Lucía Isasola no necesita de nadie para movilizarse. Se incorpora en la cama, carga sus piernas paralizadas hacia la silla de ruedas, las asegura con una correa, engancha el freno y toma aire. Ahora da un salto impulsado con las manos y lleva la parte superior de su cuerpo. Quita el freno y pone marcha.
Lucía tiene antebrazos atléticos y palmas callosas. Sus manos son motor y timón a la vez. Nunca usó sus piernas: cuando tenía un año contrajo polio, una enfermedad responsable de que 20 millones de personas en el mundo vivan con algún grado de discapacidad.
Juega en el primer equipo de rugby en silla de ruedas del Perú, integrado por hombres y mujeres que se juntaron en el 2012 a practicar un deporte hasta entonces desconocido. Pero, a pesar de su buen estado físico, Lucía también debe jugarse la vida cada día cuando enfrenta a su rival más difícil: las calles de Lima.

• • • • • • •

_TAREAS OBLIGATORIAS:_
[a] ¿Qué enfermedad contrajo Lucía Isasola cuando tenía un año, según el texto sobre Lucía Isasola?
[b] Transcribe del texto sobre Lucía Isasola el pasaje que empieza con las palabras que contienen "Juega en el" y termina con "calles de Lima.".
[c] Continúa el texto sobre Lucía Isasola a partir del punto en que se detiene.

• • • • • • •

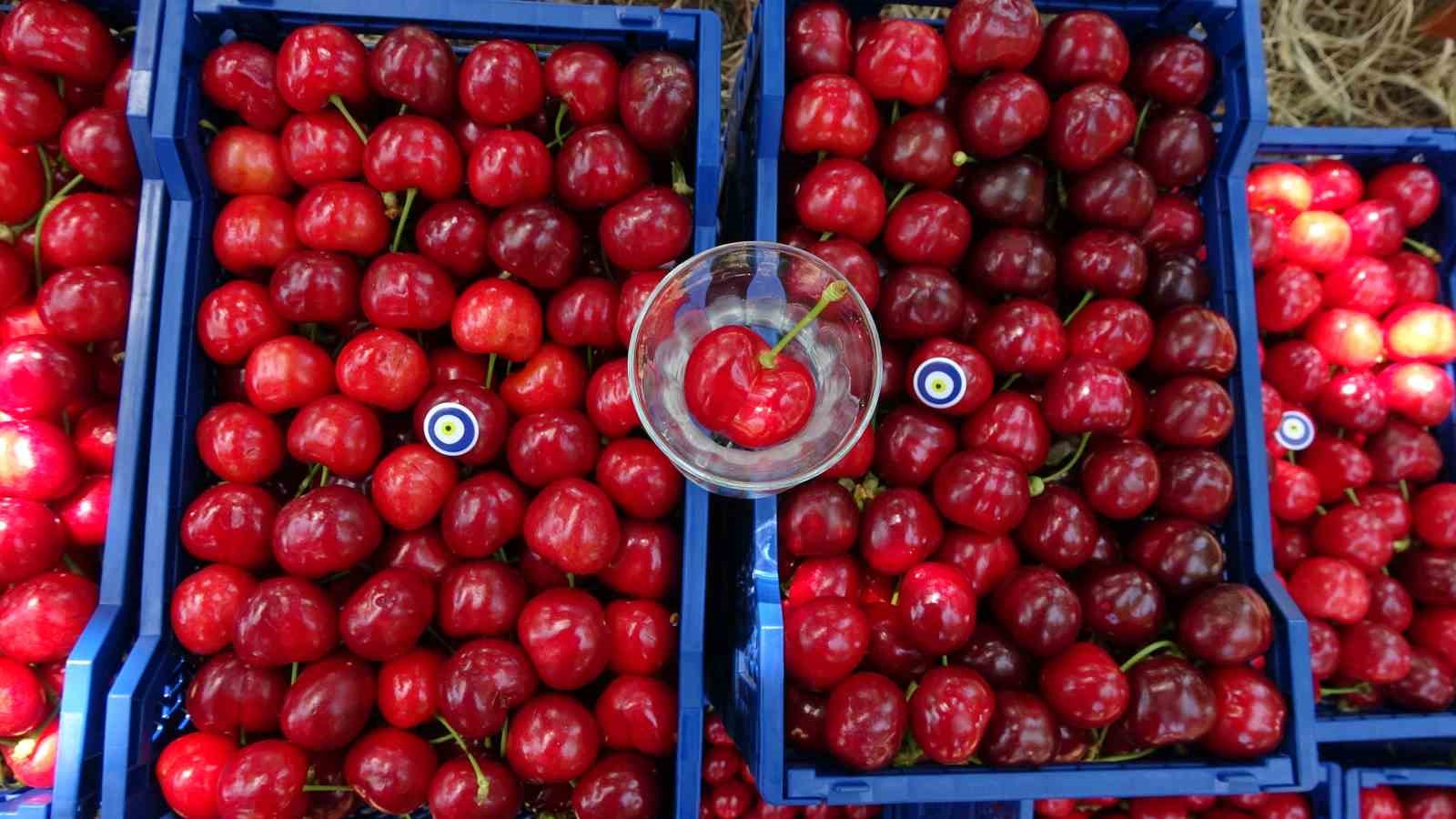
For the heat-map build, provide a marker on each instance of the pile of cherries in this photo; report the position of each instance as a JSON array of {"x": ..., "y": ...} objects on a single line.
[
  {"x": 1385, "y": 802},
  {"x": 69, "y": 186},
  {"x": 730, "y": 792},
  {"x": 437, "y": 559},
  {"x": 1021, "y": 573},
  {"x": 1354, "y": 376},
  {"x": 1249, "y": 806}
]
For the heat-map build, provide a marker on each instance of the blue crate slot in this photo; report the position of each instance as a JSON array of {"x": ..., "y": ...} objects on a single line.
[
  {"x": 108, "y": 634},
  {"x": 749, "y": 683},
  {"x": 1372, "y": 149},
  {"x": 145, "y": 705}
]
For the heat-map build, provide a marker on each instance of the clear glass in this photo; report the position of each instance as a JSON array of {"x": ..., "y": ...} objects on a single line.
[{"x": 768, "y": 288}]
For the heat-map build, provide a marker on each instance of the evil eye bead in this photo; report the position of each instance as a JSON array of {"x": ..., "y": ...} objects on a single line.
[
  {"x": 450, "y": 429},
  {"x": 939, "y": 383},
  {"x": 1295, "y": 431}
]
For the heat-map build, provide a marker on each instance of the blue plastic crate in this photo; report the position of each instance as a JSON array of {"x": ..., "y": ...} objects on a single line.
[
  {"x": 145, "y": 705},
  {"x": 749, "y": 685},
  {"x": 108, "y": 636},
  {"x": 1372, "y": 149}
]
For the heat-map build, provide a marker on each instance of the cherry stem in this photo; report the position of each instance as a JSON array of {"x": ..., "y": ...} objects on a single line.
[
  {"x": 339, "y": 102},
  {"x": 1148, "y": 652},
  {"x": 40, "y": 223},
  {"x": 1077, "y": 309},
  {"x": 834, "y": 292},
  {"x": 681, "y": 186},
  {"x": 900, "y": 196},
  {"x": 1040, "y": 484},
  {"x": 404, "y": 217},
  {"x": 1424, "y": 249},
  {"x": 482, "y": 785}
]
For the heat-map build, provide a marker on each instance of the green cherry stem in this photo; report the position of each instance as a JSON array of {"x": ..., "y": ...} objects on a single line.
[
  {"x": 834, "y": 292},
  {"x": 404, "y": 217},
  {"x": 339, "y": 102},
  {"x": 1038, "y": 484},
  {"x": 1424, "y": 249},
  {"x": 482, "y": 785}
]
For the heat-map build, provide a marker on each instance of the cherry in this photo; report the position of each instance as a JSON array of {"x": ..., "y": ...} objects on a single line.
[
  {"x": 865, "y": 720},
  {"x": 342, "y": 216},
  {"x": 1376, "y": 653},
  {"x": 189, "y": 770},
  {"x": 1088, "y": 126},
  {"x": 1318, "y": 239},
  {"x": 1120, "y": 480},
  {"x": 834, "y": 114},
  {"x": 228, "y": 695},
  {"x": 1084, "y": 687},
  {"x": 657, "y": 96},
  {"x": 574, "y": 526},
  {"x": 286, "y": 620},
  {"x": 480, "y": 685},
  {"x": 267, "y": 778},
  {"x": 599, "y": 167},
  {"x": 320, "y": 147},
  {"x": 1421, "y": 332},
  {"x": 552, "y": 739},
  {"x": 1286, "y": 298},
  {"x": 414, "y": 66},
  {"x": 1023, "y": 732},
  {"x": 329, "y": 704},
  {"x": 497, "y": 317},
  {"x": 1412, "y": 188}
]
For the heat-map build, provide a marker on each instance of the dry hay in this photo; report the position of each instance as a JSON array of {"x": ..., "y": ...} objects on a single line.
[{"x": 1358, "y": 63}]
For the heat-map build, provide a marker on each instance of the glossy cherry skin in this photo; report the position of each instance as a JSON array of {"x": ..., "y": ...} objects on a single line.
[
  {"x": 552, "y": 739},
  {"x": 1088, "y": 126},
  {"x": 226, "y": 695},
  {"x": 342, "y": 216},
  {"x": 89, "y": 229},
  {"x": 497, "y": 317},
  {"x": 453, "y": 237},
  {"x": 657, "y": 96},
  {"x": 865, "y": 720},
  {"x": 414, "y": 66},
  {"x": 1004, "y": 114},
  {"x": 1038, "y": 611},
  {"x": 830, "y": 113},
  {"x": 60, "y": 38},
  {"x": 319, "y": 62},
  {"x": 383, "y": 368},
  {"x": 329, "y": 704},
  {"x": 584, "y": 77},
  {"x": 1084, "y": 47},
  {"x": 266, "y": 777},
  {"x": 1084, "y": 687},
  {"x": 189, "y": 768},
  {"x": 320, "y": 147},
  {"x": 1023, "y": 731},
  {"x": 1412, "y": 188},
  {"x": 574, "y": 526},
  {"x": 286, "y": 620},
  {"x": 407, "y": 292},
  {"x": 1177, "y": 147},
  {"x": 824, "y": 642},
  {"x": 414, "y": 152},
  {"x": 480, "y": 682}
]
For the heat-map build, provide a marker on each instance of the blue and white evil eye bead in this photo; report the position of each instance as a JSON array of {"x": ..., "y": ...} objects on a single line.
[
  {"x": 1295, "y": 431},
  {"x": 939, "y": 382},
  {"x": 450, "y": 429}
]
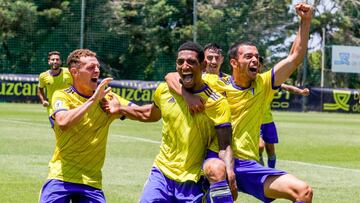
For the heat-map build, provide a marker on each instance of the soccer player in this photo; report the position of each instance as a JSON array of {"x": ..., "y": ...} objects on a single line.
[
  {"x": 248, "y": 94},
  {"x": 176, "y": 173},
  {"x": 81, "y": 130},
  {"x": 268, "y": 132},
  {"x": 213, "y": 59},
  {"x": 56, "y": 78}
]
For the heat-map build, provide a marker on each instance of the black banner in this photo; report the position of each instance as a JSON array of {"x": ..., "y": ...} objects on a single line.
[{"x": 23, "y": 88}]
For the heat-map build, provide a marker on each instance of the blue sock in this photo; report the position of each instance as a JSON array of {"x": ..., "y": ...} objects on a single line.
[
  {"x": 219, "y": 193},
  {"x": 272, "y": 161}
]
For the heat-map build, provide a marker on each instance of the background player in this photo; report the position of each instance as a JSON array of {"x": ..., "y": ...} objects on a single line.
[
  {"x": 268, "y": 132},
  {"x": 56, "y": 78}
]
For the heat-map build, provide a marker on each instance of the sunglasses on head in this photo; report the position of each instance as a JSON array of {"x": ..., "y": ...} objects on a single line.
[{"x": 181, "y": 61}]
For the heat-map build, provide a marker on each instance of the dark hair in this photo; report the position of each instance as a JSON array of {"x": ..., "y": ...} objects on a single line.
[
  {"x": 192, "y": 46},
  {"x": 53, "y": 53},
  {"x": 213, "y": 46},
  {"x": 74, "y": 56},
  {"x": 235, "y": 47}
]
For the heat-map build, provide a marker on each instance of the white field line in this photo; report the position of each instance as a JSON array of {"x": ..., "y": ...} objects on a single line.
[
  {"x": 285, "y": 161},
  {"x": 157, "y": 142}
]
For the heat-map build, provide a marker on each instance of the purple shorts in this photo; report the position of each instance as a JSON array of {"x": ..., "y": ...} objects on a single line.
[
  {"x": 57, "y": 191},
  {"x": 250, "y": 176},
  {"x": 159, "y": 188},
  {"x": 268, "y": 133}
]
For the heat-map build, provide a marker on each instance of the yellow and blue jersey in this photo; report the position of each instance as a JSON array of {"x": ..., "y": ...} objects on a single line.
[
  {"x": 80, "y": 150},
  {"x": 51, "y": 83},
  {"x": 186, "y": 137},
  {"x": 247, "y": 110}
]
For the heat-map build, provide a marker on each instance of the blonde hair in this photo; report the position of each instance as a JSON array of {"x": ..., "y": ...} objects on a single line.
[{"x": 74, "y": 56}]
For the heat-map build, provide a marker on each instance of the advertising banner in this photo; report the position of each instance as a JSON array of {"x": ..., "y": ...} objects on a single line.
[
  {"x": 345, "y": 59},
  {"x": 23, "y": 88},
  {"x": 333, "y": 100}
]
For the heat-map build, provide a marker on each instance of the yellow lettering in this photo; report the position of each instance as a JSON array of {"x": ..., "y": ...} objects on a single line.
[
  {"x": 146, "y": 95},
  {"x": 129, "y": 96},
  {"x": 9, "y": 91},
  {"x": 123, "y": 93},
  {"x": 17, "y": 86},
  {"x": 26, "y": 89},
  {"x": 278, "y": 95},
  {"x": 287, "y": 95}
]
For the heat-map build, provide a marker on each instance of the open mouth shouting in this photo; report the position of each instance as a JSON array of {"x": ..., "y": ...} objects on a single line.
[
  {"x": 253, "y": 69},
  {"x": 187, "y": 79},
  {"x": 94, "y": 79}
]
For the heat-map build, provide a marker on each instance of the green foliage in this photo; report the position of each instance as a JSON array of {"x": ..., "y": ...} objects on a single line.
[{"x": 138, "y": 39}]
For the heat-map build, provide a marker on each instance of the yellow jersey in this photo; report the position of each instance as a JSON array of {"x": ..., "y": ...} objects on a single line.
[
  {"x": 186, "y": 137},
  {"x": 80, "y": 150}
]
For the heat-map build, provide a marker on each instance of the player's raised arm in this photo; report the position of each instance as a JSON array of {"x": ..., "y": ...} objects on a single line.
[
  {"x": 287, "y": 66},
  {"x": 66, "y": 119},
  {"x": 295, "y": 90}
]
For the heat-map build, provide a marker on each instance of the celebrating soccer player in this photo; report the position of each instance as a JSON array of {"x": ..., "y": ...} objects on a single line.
[
  {"x": 81, "y": 130},
  {"x": 249, "y": 94}
]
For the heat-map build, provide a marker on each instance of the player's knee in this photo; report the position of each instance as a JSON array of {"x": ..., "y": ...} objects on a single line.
[
  {"x": 215, "y": 170},
  {"x": 304, "y": 192}
]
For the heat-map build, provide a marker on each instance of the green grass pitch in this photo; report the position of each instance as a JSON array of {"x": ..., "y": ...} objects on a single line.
[{"x": 321, "y": 148}]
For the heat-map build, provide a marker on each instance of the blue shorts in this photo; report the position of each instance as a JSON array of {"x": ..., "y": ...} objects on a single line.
[
  {"x": 159, "y": 188},
  {"x": 57, "y": 191},
  {"x": 268, "y": 133},
  {"x": 250, "y": 176}
]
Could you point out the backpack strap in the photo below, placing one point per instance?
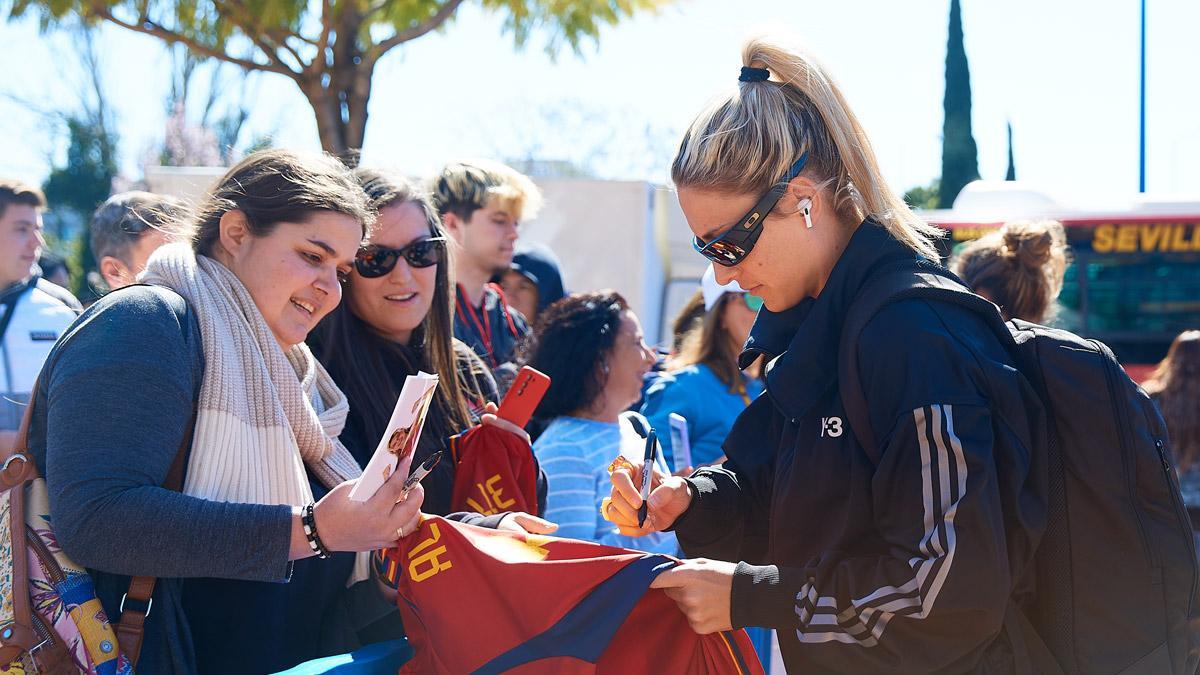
(892, 284)
(18, 469)
(131, 627)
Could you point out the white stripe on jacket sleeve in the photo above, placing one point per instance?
(822, 620)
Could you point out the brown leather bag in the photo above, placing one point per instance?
(29, 634)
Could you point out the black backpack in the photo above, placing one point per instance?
(1115, 573)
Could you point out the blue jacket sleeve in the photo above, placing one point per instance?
(119, 396)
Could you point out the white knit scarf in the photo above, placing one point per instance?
(264, 412)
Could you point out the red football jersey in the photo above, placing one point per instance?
(487, 601)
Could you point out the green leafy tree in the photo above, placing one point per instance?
(960, 161)
(329, 48)
(84, 180)
(81, 185)
(923, 196)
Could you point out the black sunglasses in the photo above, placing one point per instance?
(373, 261)
(736, 244)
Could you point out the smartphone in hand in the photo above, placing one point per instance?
(523, 396)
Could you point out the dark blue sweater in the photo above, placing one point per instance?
(117, 394)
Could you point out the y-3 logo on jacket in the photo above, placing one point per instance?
(831, 426)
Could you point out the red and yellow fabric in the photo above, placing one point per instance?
(486, 601)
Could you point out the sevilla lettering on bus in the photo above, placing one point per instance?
(1147, 238)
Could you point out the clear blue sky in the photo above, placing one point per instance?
(1063, 71)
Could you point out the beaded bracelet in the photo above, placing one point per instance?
(310, 531)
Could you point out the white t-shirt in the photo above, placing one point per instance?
(37, 322)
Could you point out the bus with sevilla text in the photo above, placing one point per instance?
(1134, 275)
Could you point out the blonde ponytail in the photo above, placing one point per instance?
(749, 139)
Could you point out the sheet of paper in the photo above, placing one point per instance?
(633, 448)
(394, 454)
(681, 446)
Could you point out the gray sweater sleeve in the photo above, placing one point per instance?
(120, 392)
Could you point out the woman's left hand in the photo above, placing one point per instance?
(490, 419)
(525, 523)
(703, 590)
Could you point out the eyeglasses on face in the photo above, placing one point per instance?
(375, 261)
(736, 244)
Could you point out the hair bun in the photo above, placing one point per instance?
(1030, 243)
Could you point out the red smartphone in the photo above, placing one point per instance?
(523, 396)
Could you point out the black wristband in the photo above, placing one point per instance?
(310, 531)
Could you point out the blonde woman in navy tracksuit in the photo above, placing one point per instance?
(905, 562)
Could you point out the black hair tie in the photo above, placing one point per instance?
(754, 75)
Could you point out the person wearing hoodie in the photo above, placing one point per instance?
(533, 281)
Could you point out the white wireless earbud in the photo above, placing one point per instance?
(807, 209)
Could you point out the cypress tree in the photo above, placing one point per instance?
(960, 162)
(1011, 174)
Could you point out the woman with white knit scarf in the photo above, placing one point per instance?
(220, 335)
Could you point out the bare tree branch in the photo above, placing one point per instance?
(418, 30)
(150, 28)
(327, 28)
(245, 19)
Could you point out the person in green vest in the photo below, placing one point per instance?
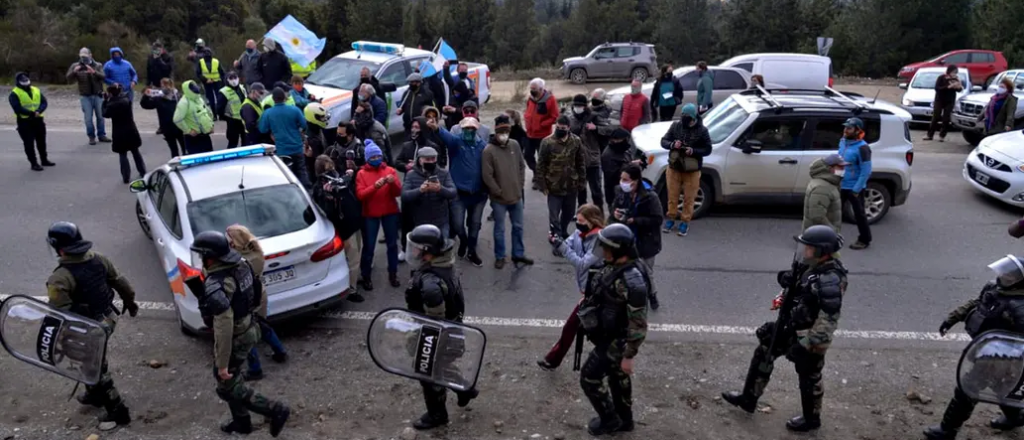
(211, 76)
(229, 107)
(303, 72)
(195, 119)
(29, 104)
(251, 112)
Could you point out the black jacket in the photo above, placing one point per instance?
(646, 213)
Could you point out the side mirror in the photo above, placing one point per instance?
(138, 186)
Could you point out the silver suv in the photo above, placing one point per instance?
(634, 60)
(763, 146)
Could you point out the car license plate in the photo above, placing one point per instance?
(280, 275)
(981, 178)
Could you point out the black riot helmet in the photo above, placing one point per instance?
(65, 235)
(619, 239)
(213, 246)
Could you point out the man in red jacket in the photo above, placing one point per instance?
(542, 111)
(636, 107)
(377, 186)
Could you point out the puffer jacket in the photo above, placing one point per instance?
(822, 204)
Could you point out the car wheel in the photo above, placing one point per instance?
(578, 76)
(141, 220)
(973, 137)
(639, 74)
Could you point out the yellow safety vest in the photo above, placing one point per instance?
(303, 72)
(209, 73)
(233, 101)
(30, 103)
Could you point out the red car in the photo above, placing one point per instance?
(983, 64)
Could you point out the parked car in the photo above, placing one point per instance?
(306, 270)
(970, 107)
(634, 60)
(983, 64)
(995, 167)
(763, 147)
(727, 82)
(795, 71)
(334, 81)
(920, 96)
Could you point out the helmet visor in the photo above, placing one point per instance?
(1009, 270)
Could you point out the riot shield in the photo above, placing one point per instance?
(53, 340)
(416, 346)
(991, 368)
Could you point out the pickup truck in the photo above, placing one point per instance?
(333, 82)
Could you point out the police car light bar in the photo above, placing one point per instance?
(221, 156)
(372, 46)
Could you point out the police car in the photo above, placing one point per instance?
(305, 267)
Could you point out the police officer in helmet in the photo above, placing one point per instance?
(227, 304)
(84, 283)
(808, 316)
(436, 292)
(999, 306)
(613, 315)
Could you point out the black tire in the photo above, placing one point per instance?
(878, 200)
(578, 76)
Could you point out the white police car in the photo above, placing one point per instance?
(305, 266)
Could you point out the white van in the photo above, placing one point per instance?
(795, 71)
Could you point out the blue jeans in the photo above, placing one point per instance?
(93, 105)
(515, 214)
(371, 229)
(468, 213)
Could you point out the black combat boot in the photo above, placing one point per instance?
(241, 426)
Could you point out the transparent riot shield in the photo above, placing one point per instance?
(416, 346)
(991, 368)
(51, 339)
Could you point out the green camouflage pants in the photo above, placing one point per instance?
(242, 399)
(604, 362)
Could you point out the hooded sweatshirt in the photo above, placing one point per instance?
(822, 204)
(119, 71)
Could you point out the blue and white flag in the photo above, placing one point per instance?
(299, 43)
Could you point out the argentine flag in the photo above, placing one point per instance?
(300, 44)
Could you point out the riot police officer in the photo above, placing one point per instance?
(1000, 306)
(808, 316)
(613, 315)
(436, 292)
(227, 304)
(84, 283)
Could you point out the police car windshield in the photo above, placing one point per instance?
(267, 212)
(341, 73)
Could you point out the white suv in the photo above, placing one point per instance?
(764, 143)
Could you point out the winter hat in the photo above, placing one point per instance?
(371, 148)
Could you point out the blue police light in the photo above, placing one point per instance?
(221, 156)
(372, 46)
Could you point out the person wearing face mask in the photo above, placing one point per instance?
(688, 142)
(621, 152)
(636, 108)
(579, 250)
(638, 207)
(667, 94)
(248, 64)
(542, 112)
(998, 114)
(561, 171)
(229, 100)
(377, 186)
(504, 173)
(29, 104)
(822, 203)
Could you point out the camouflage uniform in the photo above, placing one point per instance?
(617, 294)
(807, 336)
(82, 284)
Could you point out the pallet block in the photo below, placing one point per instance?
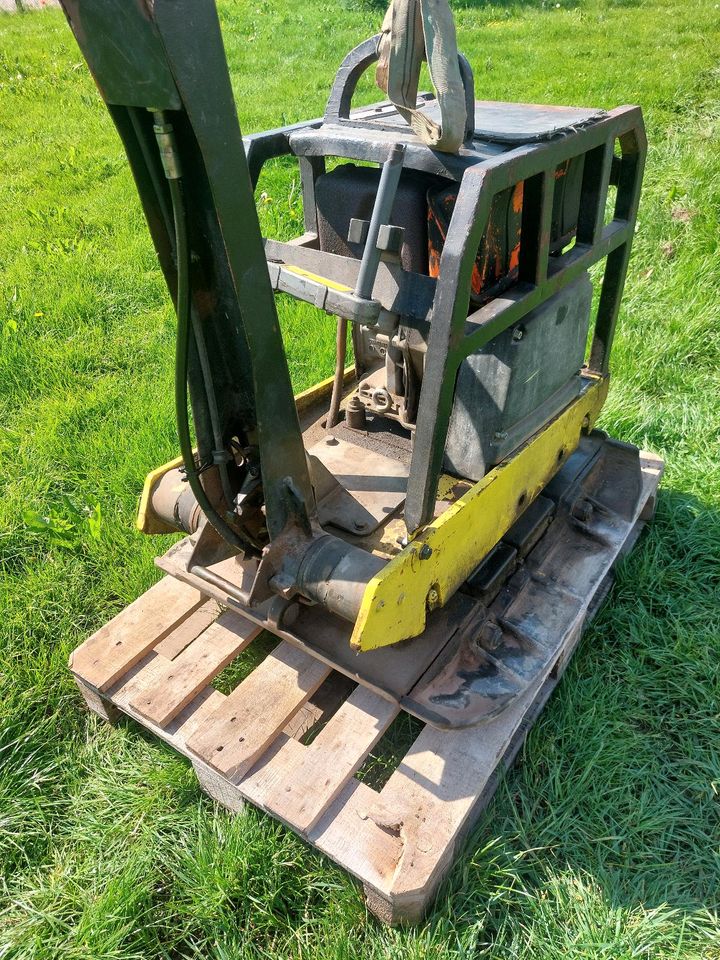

• • • • • • •

_RESPUESTAS:_
[a] Contrajo polio.

[b]
Juega en el primer equipo de rugby en silla de ruedas del Perú, integrado por hombres y mujeres que se juntaron en el 2012 a practicar un deporte hasta entonces desconocido. Pero, a pesar de su buen estado físico, Lucía también debe jugarse la vida cada día cuando enfrenta a su rival más difícil: las calles de Lima.

[c]
¿Libre acceso?
No es igual escuchar sobre la falta de acceso para personas con discapacidad motriz que verlo por propia cuenta. Por eso El Comercio, junto a Lucía, decidió abordar las calles de Lima para constatarlo.
El recorrido inicia en su distrito, San Juan de Lurigancho. Ella no puede visitar a ningún familiar o amigo que viva en un departamento porque los nuevos edificios no respetan la norma de construcción, la cual obliga que las edificaciones sean accesibles desde la acera, y en caso de haber diferencias de nivel debe tener rampa.
Veredas invadidas por desmonte, rampas con exceso de inclinación, locales públicos o privados sin rampas y rampas rotas son solo algunos obstáculos de la primera hora de camino.
En Lima, 6 de cada 10 personas con discapacidad tienen dificultades para trasladarse, según la Defensoría. Ellos denuncian falta de acceso en hospitales (29,3%), paraderos (23,0%), mercados (21,3%), centros de rehabilitación (18,9%) y bancos (18,%).
“Dependiendo de la magnitud del problema, las personas con discapacidad pueden denunciar el incumplimiento de las normas, por la vía administrativa o penal”, dice la ex asesora legal del Conadis, Irma Beteta.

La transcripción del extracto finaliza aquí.